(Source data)
·····

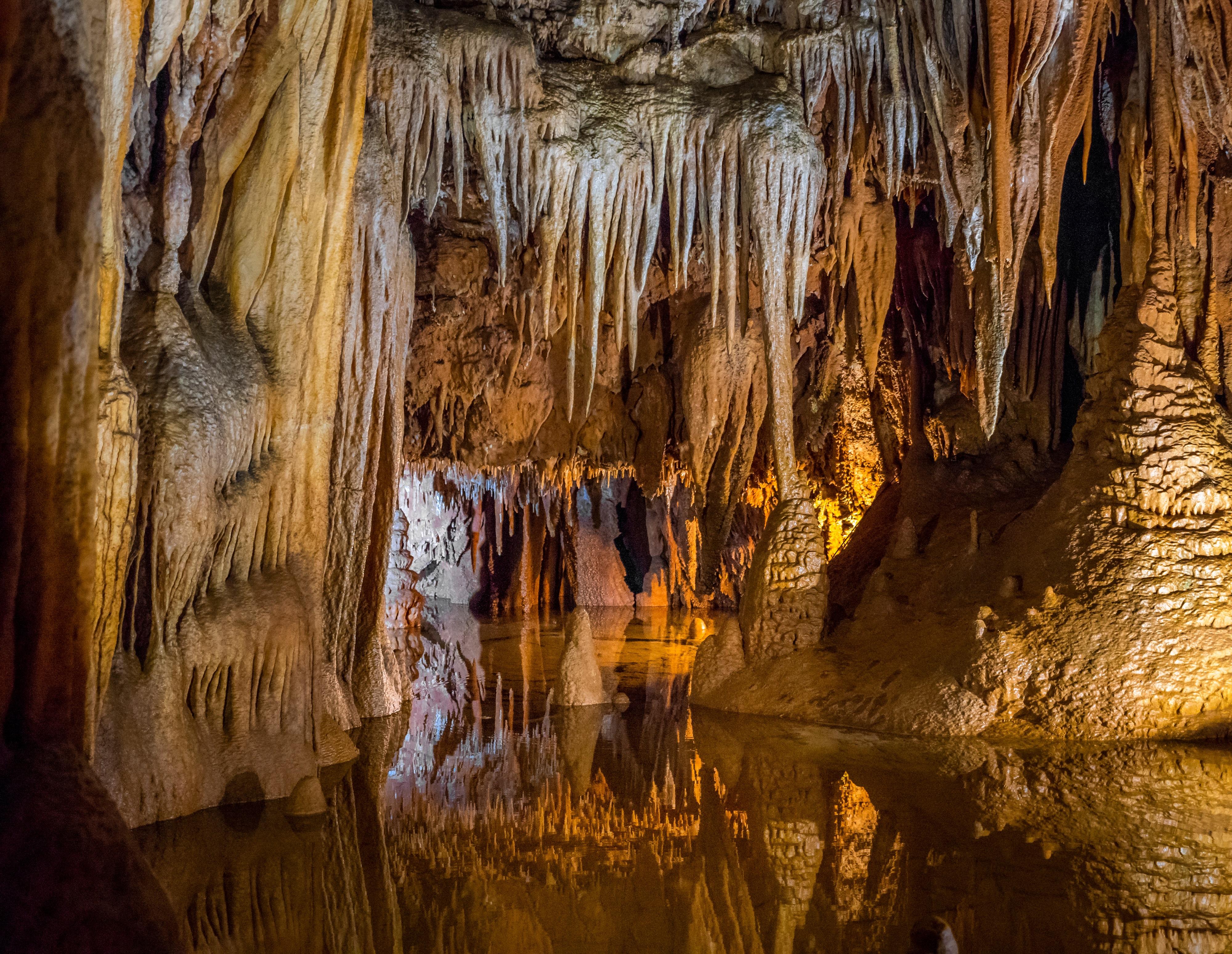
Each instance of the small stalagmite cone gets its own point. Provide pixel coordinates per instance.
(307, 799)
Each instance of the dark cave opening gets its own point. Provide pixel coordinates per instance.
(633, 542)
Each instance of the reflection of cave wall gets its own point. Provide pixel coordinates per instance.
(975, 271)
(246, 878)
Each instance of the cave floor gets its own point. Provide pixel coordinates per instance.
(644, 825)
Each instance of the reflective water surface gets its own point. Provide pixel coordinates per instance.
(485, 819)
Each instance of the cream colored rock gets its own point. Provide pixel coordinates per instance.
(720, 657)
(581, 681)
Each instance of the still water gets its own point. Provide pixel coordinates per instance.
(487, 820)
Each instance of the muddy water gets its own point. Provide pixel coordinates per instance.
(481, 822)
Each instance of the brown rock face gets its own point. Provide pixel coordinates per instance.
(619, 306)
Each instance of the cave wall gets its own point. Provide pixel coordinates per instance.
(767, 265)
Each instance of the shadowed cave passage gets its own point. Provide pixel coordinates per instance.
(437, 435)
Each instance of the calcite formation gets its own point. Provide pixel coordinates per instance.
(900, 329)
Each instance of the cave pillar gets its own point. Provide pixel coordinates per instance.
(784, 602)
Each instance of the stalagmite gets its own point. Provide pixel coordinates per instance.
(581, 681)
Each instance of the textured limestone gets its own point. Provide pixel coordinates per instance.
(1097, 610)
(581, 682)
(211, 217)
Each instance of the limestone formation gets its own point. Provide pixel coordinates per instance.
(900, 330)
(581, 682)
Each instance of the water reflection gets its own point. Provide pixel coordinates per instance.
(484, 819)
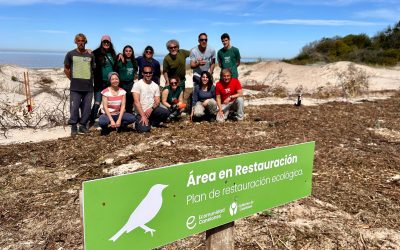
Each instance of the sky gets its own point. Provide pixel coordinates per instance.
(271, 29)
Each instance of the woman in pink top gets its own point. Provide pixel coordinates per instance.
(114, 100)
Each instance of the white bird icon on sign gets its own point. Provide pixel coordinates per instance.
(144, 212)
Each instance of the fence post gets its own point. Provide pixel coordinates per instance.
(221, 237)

·····

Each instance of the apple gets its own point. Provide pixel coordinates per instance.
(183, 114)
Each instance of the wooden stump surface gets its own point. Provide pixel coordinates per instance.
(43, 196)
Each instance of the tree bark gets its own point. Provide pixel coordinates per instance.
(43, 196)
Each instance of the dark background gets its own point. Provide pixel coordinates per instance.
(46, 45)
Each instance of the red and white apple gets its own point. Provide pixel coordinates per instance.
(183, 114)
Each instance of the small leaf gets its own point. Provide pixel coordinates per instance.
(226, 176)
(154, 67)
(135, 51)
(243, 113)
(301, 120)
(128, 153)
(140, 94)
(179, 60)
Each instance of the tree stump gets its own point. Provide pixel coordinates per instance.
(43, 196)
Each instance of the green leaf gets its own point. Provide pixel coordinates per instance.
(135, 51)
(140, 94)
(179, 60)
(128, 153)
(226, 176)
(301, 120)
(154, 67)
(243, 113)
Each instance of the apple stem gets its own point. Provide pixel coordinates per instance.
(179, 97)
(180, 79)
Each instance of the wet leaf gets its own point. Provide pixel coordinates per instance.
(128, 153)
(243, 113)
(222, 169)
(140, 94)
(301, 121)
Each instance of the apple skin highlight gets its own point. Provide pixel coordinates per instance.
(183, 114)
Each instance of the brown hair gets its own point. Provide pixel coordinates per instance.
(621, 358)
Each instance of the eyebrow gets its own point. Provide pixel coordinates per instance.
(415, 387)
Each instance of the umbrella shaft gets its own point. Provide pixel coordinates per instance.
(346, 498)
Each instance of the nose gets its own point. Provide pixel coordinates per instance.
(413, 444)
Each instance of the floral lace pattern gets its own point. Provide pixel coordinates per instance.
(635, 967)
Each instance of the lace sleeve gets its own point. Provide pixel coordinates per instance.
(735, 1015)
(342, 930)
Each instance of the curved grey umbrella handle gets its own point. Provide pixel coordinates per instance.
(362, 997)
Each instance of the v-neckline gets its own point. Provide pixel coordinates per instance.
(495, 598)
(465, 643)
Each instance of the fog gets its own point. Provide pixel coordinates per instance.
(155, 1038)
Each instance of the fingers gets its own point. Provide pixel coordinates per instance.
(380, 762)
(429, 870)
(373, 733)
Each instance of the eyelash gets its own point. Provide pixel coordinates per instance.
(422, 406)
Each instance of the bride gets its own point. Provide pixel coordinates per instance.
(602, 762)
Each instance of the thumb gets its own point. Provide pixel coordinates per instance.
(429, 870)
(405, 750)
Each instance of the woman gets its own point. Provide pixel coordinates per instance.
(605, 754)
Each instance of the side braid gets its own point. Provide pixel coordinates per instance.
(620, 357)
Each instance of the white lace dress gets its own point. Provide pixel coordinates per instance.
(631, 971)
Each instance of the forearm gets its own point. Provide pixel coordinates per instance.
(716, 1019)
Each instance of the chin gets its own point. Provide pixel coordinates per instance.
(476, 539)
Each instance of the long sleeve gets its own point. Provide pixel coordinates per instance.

·····

From the data above, return every line from the line that has "Each instance of the woman gets" up to and including the line that has "Each instance of the long", exactly.

Each instance of the woman gets its own point. Provide pixel coordinates per instance.
(605, 754)
Each instance of the side braid gets its own point. Provide pixel coordinates per instance.
(620, 357)
Each instance of the white lace dress gets its own point. Provide pixel coordinates per instance.
(631, 971)
Each instance of the forearm gets its own point. Provide pixel coordinates per instance.
(716, 1019)
Each instance of the chin gets its own point. Provide pixel coordinates per instance.
(476, 539)
Each instance of the long sleeve gets its own point. Provide pixel coordinates per instance.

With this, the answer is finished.